───── SUPPLIED INFORMATION

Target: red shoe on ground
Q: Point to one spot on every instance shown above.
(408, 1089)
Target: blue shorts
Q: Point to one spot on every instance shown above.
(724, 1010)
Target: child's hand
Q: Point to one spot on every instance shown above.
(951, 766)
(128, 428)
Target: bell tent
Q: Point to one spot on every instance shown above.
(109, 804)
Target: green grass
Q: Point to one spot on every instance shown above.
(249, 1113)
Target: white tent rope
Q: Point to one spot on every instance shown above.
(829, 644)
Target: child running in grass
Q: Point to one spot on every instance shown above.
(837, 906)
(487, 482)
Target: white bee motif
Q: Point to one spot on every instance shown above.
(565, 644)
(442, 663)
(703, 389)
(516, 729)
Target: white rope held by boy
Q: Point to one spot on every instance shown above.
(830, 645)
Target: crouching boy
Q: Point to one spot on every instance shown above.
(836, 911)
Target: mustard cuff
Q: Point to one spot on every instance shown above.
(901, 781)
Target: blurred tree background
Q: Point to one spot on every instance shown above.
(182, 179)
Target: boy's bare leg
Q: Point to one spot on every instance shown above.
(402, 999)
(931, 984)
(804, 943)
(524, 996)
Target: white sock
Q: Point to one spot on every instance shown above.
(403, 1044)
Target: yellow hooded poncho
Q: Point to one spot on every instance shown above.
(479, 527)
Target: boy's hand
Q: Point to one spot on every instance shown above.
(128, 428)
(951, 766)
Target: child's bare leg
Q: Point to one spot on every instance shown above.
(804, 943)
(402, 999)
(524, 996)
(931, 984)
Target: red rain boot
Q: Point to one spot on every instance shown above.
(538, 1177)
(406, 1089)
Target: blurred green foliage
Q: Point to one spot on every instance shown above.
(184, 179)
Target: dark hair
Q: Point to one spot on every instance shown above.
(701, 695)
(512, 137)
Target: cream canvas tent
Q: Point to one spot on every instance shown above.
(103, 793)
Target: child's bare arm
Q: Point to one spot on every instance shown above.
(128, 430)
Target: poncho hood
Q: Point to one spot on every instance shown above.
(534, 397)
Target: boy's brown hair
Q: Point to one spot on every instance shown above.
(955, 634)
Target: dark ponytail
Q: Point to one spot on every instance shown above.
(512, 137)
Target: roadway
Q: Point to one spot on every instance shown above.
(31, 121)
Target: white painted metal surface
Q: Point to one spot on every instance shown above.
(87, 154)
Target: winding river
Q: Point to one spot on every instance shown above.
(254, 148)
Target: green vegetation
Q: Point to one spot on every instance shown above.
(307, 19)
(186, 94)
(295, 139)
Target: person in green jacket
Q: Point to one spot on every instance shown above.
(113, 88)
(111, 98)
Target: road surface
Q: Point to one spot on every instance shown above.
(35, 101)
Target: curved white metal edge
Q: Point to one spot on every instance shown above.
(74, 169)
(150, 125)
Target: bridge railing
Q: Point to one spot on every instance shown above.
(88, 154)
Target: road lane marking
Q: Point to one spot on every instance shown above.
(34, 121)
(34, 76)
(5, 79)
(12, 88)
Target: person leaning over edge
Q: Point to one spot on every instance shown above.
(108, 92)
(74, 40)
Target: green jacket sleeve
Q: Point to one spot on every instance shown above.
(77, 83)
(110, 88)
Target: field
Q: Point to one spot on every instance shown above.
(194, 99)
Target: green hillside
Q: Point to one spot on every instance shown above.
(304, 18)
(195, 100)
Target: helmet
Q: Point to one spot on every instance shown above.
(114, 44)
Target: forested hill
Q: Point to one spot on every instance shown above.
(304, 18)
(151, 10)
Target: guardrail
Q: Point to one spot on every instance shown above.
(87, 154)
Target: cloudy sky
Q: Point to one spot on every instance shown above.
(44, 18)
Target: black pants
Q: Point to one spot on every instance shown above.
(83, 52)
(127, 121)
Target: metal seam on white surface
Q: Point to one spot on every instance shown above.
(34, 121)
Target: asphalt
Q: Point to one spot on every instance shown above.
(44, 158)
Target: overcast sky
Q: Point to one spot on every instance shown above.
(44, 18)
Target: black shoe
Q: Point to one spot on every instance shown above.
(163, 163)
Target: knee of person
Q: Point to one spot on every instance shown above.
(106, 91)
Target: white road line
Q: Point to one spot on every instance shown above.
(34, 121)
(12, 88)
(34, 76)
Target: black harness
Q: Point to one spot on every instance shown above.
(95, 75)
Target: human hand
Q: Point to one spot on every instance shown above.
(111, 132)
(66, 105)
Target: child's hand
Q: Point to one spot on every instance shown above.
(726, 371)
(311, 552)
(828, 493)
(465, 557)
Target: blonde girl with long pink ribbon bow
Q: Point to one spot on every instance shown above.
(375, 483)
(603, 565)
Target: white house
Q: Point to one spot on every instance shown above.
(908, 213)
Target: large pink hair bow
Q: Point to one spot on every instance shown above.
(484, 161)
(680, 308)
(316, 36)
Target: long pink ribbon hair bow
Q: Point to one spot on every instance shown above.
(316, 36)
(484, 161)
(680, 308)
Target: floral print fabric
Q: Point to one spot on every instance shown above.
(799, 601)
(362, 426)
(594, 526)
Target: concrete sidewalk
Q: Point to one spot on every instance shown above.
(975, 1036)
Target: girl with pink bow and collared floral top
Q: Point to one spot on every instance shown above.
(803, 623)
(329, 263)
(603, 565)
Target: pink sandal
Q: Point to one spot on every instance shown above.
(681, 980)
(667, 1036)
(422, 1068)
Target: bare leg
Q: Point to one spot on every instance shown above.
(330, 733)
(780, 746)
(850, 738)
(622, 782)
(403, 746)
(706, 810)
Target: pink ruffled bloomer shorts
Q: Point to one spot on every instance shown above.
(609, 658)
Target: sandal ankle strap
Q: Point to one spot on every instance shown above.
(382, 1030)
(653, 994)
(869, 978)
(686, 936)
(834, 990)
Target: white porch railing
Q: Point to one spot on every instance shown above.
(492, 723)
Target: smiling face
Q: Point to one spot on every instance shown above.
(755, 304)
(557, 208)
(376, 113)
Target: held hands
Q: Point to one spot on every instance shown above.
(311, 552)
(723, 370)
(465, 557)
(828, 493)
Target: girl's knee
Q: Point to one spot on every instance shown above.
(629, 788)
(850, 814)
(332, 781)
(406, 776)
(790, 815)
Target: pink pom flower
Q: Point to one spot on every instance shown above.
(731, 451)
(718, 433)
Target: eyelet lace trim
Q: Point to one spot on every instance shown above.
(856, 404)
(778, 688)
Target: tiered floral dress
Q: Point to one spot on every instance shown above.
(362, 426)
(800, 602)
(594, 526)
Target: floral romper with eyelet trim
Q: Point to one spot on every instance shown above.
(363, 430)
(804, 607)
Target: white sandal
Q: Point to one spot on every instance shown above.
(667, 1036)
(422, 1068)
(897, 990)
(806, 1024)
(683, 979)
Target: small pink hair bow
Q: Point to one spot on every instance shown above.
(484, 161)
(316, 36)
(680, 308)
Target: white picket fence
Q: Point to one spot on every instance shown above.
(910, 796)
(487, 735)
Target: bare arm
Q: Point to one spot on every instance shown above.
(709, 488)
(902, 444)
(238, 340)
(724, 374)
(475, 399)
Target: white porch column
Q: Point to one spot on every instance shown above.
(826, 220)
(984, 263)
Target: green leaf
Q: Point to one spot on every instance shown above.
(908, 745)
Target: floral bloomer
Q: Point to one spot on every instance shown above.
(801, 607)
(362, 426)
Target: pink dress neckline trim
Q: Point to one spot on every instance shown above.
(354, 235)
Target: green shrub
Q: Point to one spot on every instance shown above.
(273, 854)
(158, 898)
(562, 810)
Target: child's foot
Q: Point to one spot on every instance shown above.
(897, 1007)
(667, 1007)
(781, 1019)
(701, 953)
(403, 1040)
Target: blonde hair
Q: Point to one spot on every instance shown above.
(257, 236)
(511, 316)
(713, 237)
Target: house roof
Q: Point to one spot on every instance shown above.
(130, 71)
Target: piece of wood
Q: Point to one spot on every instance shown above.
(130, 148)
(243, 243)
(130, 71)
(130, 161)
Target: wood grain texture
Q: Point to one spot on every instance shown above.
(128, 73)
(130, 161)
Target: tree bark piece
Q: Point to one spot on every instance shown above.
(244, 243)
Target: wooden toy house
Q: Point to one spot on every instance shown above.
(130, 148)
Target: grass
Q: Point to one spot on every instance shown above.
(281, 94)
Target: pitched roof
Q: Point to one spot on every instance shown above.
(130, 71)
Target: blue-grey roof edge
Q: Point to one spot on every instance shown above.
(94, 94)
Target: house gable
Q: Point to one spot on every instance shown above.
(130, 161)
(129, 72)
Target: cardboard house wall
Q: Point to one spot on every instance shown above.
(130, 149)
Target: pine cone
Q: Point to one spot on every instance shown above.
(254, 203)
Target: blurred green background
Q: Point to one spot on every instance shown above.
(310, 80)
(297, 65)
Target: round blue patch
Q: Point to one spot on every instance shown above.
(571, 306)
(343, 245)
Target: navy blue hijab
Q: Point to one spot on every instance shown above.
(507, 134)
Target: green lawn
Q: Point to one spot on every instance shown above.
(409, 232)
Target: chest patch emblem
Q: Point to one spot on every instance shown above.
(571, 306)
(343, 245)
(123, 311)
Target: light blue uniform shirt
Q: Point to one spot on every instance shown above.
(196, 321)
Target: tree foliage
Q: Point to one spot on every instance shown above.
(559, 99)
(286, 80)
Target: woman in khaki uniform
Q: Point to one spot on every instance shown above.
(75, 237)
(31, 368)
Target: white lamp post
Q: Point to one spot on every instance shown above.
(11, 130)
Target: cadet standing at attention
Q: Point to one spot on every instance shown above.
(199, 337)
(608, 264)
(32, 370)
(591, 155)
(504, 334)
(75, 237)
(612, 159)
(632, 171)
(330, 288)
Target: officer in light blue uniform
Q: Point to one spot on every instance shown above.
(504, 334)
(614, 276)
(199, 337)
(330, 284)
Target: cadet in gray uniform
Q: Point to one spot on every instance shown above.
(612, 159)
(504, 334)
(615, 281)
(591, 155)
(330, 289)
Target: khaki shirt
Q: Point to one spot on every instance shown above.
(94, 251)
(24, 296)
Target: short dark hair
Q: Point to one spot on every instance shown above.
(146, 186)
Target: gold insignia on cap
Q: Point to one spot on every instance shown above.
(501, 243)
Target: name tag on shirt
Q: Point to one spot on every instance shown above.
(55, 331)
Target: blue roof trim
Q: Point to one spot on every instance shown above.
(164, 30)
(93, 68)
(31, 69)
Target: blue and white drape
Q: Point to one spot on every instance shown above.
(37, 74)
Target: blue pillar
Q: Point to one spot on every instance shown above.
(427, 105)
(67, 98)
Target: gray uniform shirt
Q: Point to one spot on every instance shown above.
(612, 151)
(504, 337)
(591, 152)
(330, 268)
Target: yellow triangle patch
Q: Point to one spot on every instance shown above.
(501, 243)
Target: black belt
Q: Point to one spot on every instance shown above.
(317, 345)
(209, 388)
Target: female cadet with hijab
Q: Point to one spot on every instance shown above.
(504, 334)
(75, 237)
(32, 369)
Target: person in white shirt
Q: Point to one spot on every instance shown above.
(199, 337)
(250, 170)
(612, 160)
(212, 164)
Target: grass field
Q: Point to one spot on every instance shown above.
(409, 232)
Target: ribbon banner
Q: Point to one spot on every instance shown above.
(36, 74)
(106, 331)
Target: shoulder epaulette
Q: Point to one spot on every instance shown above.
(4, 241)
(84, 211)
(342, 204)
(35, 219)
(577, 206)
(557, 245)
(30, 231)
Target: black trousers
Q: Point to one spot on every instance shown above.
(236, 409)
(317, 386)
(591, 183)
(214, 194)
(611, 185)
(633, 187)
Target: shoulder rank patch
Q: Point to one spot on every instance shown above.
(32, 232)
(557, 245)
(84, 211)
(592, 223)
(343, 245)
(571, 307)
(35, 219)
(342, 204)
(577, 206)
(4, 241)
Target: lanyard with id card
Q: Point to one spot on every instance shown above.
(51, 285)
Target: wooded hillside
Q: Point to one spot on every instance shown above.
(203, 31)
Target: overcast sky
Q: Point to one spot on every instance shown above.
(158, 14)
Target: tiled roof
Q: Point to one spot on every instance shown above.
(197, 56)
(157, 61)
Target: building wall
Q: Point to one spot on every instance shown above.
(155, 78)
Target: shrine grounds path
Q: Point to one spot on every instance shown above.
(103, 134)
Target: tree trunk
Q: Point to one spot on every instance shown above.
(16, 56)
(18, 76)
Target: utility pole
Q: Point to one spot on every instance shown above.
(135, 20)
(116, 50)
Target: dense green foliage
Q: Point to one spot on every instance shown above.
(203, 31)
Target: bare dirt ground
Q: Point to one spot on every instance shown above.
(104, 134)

──────────

**DIRECTION**. Everything from the line containing "Target: ribbon banner" through the final line of the listing, inclusive, must be reproduced exactly; leave out the rest.

**TASK RESPONSE**.
Target: ribbon banner
Q: Point to one spot on every instance shown above.
(36, 74)
(106, 331)
Target: shoulder epaulette
Q: Point to one spot on every instance shown above.
(4, 241)
(84, 211)
(342, 204)
(35, 219)
(577, 206)
(557, 245)
(30, 231)
Target: black trousers
Q: Point to one spot on every instance shown above.
(236, 409)
(317, 386)
(591, 183)
(214, 194)
(611, 185)
(633, 187)
Target: shoulder rank patch
Q: Point to one spot on every instance shown above.
(32, 232)
(557, 245)
(84, 211)
(592, 223)
(343, 245)
(571, 307)
(35, 219)
(342, 204)
(577, 206)
(4, 241)
Target: lanyard with id card
Q: Point to one spot on every instance shown above.
(51, 285)
Target: wooded hillside
Q: Point to one spot on every instance shown above.
(203, 31)
Target: overcast sky
Q: Point to one spot on every instance shown above.
(158, 14)
Target: tiled roof
Q: Point to one spot on every instance shown above.
(197, 56)
(157, 61)
Target: building wall
Q: Point to one spot on every instance shown above.
(155, 78)
Target: shrine grounds path
Q: Point to one spot on every instance shown above.
(103, 134)
Target: tree trunk
Q: Point to one spot on every instance shown above.
(16, 56)
(18, 76)
Target: utility pole
Q: Point to one spot on every instance shown above.
(135, 20)
(116, 50)
Target: dense green foliage
Q: Point to one spot on every instance shown above.
(203, 31)
Target: bare dirt ground
Q: Point to one spot on every instance shown above.
(104, 134)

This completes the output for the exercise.